### Texte fourni
Les premières années, ils furent décimés, avec un taux de mortalité très fort. Le nombre de colons stagna, voire régressa, avant de remonter lentement.

5. Naissance des Pieds-Noirs

De ces expériences communes sortit peu à peu un un peuple, qui s'appela d'abord les Algériens, un mot qui n'existait pas jusque-là, avant que suite à l'exode en métropole ils soient affublés du nom de Pieds-Noirs, mot dont on ne connait pas trop l'origine mais qui ne fut guère utilisé avant leur départ.

Se considérant comme Français, ils faisaient néanmoins la différence avec ces derniers, appelés françaouis ou pathos, et considérés avec un mélange de complexe d'infériorité et de mépris pour leur absence supposée de virilité.

Soudés par une vision méditerranéenne du monde et par leur conscience de minorité dominante, majoritairement catholiques, entreprenants, ils eurent peu à peu leurs rites, leurs habitudes, leur gastronomie (le couscous que nous mangeons est le leur, pas celui des Maghrébins) et leur jargon, mélange des parlers méditerranéens parfois désigné sous le sobriquet de pataouète.

Ceux qui les fréquentèrent disent qu'on trouvait aussi chez eux ces caractéristiques de l'esprit pionnier que sont la hardiesse, la solidarité et le gout de la nouveauté.

Peu peu, ils entrèrent dans la culture française, par les échanges lié au service militaire, par les expositions coloniales ou par le cinéma (Pépé le Moko).

Ils y vinrent aussi par le vin, lorsque les viticulteurs de la Mitidja, la grande plaine fertile du nord, surent profiter de l'épidémie de phylloxéra qui ravagea le vignoble français pour prendre leur place et s'enrichir.

Ils furent également à l'origine d'inventions comme la clémentine, hybride de fruits créé par un moine, ou le célèbre Orangina.

Ils donnèrent enfin au monde des artistes, dont le très grand écrivain et philosophe Albert Camus.

Si l'image de ces Français d'Algérie dans l'inconscient collectif fut longtemps celle de grands colons régnant sur une armada de féodaux indigènes, la réalité est que le Pied-Noir moyen était urbain (la majorité vivait à Alger, ville mixte et à Oran, où ils étaient majoritaires) et modeste, son niveau de vie étant même sensiblement inférieur à celui de la métropole (d'environ 20%).

### Objectif visé
Recopiez à l'identique le passage du texte sur les Pieds-Noirs qui va de « Les premières années, ils » jusqu'à « avant leur départ. » inclus. Les items constituent un matériau distinct du texte sur les Pieds-Noirs.

### Lignes de données

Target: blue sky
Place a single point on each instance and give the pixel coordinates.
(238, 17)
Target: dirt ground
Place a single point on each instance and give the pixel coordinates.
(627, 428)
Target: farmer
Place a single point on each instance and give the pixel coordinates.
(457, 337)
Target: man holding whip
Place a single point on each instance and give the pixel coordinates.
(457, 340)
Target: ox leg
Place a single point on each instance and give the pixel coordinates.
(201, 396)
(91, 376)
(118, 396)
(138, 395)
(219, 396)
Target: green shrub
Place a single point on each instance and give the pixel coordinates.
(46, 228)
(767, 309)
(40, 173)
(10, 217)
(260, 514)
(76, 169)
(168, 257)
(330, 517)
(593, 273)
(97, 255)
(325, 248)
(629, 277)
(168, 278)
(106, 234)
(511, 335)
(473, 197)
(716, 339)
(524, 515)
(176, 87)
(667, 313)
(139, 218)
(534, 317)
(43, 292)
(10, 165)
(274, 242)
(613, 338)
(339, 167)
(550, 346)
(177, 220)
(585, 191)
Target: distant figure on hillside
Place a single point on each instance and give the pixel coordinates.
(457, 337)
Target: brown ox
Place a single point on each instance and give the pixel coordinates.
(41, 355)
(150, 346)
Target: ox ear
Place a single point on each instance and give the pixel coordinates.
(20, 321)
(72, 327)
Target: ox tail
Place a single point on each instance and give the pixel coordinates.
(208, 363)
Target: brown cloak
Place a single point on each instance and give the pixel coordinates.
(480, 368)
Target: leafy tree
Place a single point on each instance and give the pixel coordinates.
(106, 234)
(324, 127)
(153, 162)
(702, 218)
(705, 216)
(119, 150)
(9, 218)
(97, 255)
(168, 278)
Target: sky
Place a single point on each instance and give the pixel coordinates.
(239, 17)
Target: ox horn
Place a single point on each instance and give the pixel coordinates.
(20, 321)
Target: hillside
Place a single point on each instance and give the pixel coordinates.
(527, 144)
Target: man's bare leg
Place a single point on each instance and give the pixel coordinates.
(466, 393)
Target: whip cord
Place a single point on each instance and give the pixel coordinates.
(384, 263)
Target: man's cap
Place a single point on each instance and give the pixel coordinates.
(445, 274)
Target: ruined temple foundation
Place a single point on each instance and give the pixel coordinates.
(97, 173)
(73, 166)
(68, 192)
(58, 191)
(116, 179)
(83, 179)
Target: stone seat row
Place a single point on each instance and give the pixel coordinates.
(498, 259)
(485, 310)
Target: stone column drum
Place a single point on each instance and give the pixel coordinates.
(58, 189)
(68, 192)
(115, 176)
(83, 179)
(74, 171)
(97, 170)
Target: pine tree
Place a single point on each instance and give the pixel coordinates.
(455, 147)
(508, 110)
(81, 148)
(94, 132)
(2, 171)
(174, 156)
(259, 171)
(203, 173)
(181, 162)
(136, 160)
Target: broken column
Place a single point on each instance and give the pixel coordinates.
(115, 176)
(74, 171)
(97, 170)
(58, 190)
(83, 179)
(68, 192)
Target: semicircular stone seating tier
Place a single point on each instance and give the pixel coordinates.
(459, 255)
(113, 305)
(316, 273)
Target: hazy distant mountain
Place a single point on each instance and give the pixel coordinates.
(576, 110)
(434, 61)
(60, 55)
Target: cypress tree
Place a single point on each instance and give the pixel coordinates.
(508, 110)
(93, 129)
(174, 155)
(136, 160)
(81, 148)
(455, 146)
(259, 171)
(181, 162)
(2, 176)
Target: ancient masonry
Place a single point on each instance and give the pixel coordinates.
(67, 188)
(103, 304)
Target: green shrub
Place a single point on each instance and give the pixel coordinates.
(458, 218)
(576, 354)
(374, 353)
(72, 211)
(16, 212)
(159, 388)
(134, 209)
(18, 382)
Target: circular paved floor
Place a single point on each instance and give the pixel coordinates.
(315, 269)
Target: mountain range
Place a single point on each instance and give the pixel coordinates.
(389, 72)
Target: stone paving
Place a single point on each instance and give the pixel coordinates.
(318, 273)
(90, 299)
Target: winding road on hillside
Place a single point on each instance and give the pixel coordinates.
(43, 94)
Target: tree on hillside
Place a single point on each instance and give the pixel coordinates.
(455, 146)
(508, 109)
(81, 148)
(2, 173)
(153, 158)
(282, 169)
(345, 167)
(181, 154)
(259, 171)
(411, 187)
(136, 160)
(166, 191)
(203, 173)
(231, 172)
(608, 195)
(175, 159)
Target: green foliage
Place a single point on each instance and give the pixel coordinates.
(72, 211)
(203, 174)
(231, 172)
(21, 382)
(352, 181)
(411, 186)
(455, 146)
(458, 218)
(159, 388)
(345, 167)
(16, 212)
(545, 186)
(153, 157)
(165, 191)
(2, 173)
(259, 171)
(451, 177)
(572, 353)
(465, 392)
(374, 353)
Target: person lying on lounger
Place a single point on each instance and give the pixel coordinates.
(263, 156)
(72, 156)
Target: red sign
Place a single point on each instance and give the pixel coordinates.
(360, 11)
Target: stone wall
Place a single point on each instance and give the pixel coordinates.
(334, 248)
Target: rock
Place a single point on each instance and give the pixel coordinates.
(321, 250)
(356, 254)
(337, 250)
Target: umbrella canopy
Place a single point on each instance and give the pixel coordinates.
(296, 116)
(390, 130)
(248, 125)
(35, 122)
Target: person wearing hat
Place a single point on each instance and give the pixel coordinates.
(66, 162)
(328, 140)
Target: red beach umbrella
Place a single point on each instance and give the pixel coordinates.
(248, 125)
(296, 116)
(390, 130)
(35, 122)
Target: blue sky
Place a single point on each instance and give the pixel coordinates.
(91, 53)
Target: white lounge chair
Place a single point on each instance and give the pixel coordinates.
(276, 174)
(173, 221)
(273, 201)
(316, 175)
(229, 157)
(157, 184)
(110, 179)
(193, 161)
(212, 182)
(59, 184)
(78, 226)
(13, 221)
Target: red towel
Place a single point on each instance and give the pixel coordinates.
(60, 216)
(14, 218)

### Réponse rédigée
Les premières années, ils furent décimés, avec un taux de mortalité très fort. Le nombre de colons stagna, voire régressa, avant de remonter lentement.

5. Naissance des Pieds-Noirs

De ces expériences communes sortit peu à peu un un peuple, qui s'appela d'abord les Algériens, un mot qui n'existait pas jusque-là, avant que suite à l'exode en métropole ils soient affublés du nom de Pieds-Noirs, mot dont on ne connait pas trop l'origine mais qui ne fut guère utilisé avant leur départ.